Dataset extract —

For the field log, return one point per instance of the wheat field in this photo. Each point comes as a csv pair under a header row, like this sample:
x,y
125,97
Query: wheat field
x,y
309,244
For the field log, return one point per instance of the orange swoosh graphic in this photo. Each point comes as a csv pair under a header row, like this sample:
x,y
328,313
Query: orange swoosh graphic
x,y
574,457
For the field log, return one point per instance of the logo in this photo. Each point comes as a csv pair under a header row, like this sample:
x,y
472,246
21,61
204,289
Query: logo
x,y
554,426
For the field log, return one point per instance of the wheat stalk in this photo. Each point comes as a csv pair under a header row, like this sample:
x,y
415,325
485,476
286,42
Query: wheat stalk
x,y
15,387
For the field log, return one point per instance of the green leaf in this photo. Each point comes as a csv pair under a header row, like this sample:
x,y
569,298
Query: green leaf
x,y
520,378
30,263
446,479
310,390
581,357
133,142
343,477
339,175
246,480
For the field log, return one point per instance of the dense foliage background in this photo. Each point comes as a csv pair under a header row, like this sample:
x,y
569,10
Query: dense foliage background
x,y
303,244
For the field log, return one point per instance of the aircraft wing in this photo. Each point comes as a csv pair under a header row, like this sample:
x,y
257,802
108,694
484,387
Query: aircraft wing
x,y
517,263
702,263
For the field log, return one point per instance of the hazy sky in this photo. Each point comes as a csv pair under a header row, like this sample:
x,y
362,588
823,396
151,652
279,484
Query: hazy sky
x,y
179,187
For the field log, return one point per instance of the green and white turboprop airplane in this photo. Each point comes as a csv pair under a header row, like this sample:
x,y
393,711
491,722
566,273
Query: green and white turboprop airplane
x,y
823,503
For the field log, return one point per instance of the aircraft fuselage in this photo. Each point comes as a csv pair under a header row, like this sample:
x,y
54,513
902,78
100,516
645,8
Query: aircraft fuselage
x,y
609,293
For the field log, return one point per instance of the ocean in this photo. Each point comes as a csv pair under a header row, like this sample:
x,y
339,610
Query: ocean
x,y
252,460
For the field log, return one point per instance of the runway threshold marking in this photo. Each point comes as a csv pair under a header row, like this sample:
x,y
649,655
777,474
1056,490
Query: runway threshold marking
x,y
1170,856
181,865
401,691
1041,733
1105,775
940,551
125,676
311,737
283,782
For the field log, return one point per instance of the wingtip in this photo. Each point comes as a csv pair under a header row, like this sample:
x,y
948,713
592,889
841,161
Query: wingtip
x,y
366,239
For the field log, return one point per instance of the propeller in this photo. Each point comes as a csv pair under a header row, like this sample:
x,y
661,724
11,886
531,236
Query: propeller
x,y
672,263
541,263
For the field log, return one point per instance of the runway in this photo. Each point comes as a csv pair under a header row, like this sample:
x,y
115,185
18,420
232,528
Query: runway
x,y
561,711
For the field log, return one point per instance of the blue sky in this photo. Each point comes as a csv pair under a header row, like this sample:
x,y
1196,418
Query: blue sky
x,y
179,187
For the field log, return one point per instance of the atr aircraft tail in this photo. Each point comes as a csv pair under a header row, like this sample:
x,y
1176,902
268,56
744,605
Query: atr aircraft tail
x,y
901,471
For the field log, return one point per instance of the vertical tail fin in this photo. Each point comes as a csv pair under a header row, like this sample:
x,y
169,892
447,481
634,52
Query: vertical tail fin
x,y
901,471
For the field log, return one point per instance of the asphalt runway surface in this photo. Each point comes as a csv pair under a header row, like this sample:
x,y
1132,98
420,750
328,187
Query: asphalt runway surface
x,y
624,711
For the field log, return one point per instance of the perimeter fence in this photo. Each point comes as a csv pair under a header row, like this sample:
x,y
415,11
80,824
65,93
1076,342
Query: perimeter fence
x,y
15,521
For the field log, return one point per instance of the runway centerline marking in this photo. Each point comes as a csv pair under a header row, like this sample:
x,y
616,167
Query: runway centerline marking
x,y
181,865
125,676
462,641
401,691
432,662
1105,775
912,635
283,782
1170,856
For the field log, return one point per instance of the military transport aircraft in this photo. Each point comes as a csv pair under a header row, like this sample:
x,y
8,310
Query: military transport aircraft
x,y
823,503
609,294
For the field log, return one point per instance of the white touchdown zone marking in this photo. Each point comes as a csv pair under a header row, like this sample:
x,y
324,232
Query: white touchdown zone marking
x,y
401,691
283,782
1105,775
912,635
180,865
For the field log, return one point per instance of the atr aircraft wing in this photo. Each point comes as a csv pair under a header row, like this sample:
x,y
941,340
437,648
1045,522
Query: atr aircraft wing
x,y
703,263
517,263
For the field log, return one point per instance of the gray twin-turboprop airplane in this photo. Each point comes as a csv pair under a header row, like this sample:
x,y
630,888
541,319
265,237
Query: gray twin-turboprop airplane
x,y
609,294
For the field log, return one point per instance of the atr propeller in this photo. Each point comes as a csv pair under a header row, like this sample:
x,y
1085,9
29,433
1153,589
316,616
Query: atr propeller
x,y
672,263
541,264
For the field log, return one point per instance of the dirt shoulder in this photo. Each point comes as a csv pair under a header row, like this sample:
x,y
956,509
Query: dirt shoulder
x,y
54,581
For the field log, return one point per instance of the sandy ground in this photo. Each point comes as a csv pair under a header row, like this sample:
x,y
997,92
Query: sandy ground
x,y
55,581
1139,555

What you need to do — Each record must be returned exactly as it is written.

Solution for this task —
For the field log, return one point per instance of the wheat field in this photo. Each point comes as a csv pair under a header row, like this sample:
x,y
125,97
Query: wheat field
x,y
309,244
For the field log, return one point per instance of the orange swoosh graphic in this photo. Each point comes as a csv pair under a header row, like this sample:
x,y
328,313
Query: orange swoosh graphic
x,y
574,457
For the field log, return one point per instance of the logo in this photo. Each point comes as a csv pair under a header row, like this sample:
x,y
472,246
21,61
204,289
Query: logo
x,y
554,426
For the field log, return one point per instance of the wheat stalk in this photo. Each point comes as a csv pair under a header row, like this sample:
x,y
415,325
485,476
286,42
Query: wheat stalk
x,y
15,387
For the field log, return one point per instance of the green leaf in this photo. Each point comes as a csv pair under a header row, like this sample:
x,y
569,298
Query: green leaf
x,y
520,378
30,263
446,479
310,390
581,357
133,142
343,477
339,175
246,480
For the field log, return one point per instance of the dense foliage background in this photo. Each point comes as a csv pair under a header row, like this sample:
x,y
569,10
Query: dense foliage background
x,y
303,244
For the field log, return one point per instance of the aircraft wing in this photo. Each point comes as a csv pair under a header row, like this sample:
x,y
257,802
108,694
484,387
Query: aircraft wing
x,y
517,263
702,263
For the field log, return one point per instance of the hazy sky in this photo. Each point comes as a csv pair under a header row, like this sample:
x,y
362,588
823,396
151,652
279,484
Query: hazy sky
x,y
179,187
For the field log, return one point per instance of the green and white turboprop airplane in this photo. Each point comes as a csv pair under a header row, like this sample:
x,y
393,711
491,722
566,273
Query: green and white turboprop airplane
x,y
823,503
For the field log, return one point per instance of the aircraft fuselage in this photo. Each point comes as a csv pair under a header row, like this sample:
x,y
54,513
902,78
100,516
645,8
Query: aircraft fuselage
x,y
609,293
For the field log, return one point per instance of the ocean in this photo. Each point comes as a csv pair under a header row, like this sample:
x,y
339,610
Query: ocean
x,y
252,460
For the field log, return one point per instance of the runway threshold marking in this photo. Each point comes as a csv pair under a header row, like this sample:
x,y
649,655
777,474
1056,490
Query: runway threshold marking
x,y
1170,856
181,865
401,691
1041,733
1105,775
940,551
125,676
311,737
283,782
For the field log, return one point per instance of the wingtip in this photo. Each point comes as a csv pair under a header row, like this sample:
x,y
948,713
592,889
841,161
Query: wingtip
x,y
366,239
For the field log, return one point per instance of the propeller in this photo. Each point comes as a csv pair under a header row, like this sample:
x,y
661,724
11,886
531,236
Query: propeller
x,y
672,263
541,263
For the field log, return one point per instance of the runway in this photo. Each point comes as a csv pair under a header row, like this sample:
x,y
115,185
18,420
232,528
Query: runway
x,y
561,711
For the field log, return one point per instance of the blue sky in this photo. Each point comes as a csv pair under a header row, like this sample:
x,y
1196,418
Query: blue sky
x,y
179,187
For the field log, return one point per instance of the atr aircraft tail in this photo. Each point comes as a csv pair under a header row, like this sample:
x,y
1176,902
268,56
744,605
Query: atr aircraft tail
x,y
901,471
For the field log, return one point per instance of the vertical tail fin in this photo. Each point comes as a csv pair under a header row, like this sample:
x,y
169,892
447,481
634,52
Query: vertical tail fin
x,y
901,471
For the field log, return one point per instance of the asphalt runway surface in this photo. Each point comes as a csv pair under a header row, like this sample:
x,y
1132,98
420,750
328,187
Query: asphalt runway surface
x,y
624,711
For the field log, return one point per instance of the perimeter fence in this photo. Each point comes as a csv pair under a header row, like this sample:
x,y
415,11
80,824
65,93
1076,342
Query: perimeter fence
x,y
15,521
For the field log, return one point per instance of the runway centerline marking in this photo. Each point comes as a csv pair under a header row, like this sample:
x,y
616,167
Query: runway centerline marking
x,y
181,865
125,676
462,641
401,691
432,662
1105,775
912,635
283,782
1170,856
For the field log, return one point per instance of the military transport aircraft in this photo. Each point comes as a csv pair under a header row, like this sample:
x,y
8,310
Query: military transport aircraft
x,y
823,503
609,294
For the field log, return one point per instance of the white touchdown zone marking in this photo. Each point comes as a csv pair under a header row, like this sample:
x,y
324,232
Query: white touchdown zone marking
x,y
401,691
283,782
1105,775
912,635
180,865
For the field log, return one point per instance of the atr aircraft wing in this photo. Each point comes as a csv pair under a header row, like this sample:
x,y
941,340
437,648
1045,522
Query: atr aircraft wing
x,y
703,263
517,263
For the field log, return one point per instance of the gray twin-turboprop airplane in this photo. Each point comes as a csv pair under a header row, like this sample:
x,y
630,888
541,319
265,237
Query: gray twin-turboprop airplane
x,y
609,294
For the field log, return one point per instance of the atr propeller in this photo. Each point comes as a csv pair under a header row, like this sample:
x,y
1085,9
29,433
1153,589
316,616
Query: atr propeller
x,y
672,263
541,264
For the field log, return one point per instance of the dirt shoulder in this photo. Each point comes as a csv pair under a header row, like this sample:
x,y
956,509
Query: dirt shoulder
x,y
54,581
For the field log, return one point per instance of the sandy ground in this photo. Each point comes as a csv pair under a header row, like this sample:
x,y
997,92
Query: sandy ground
x,y
55,581
1139,555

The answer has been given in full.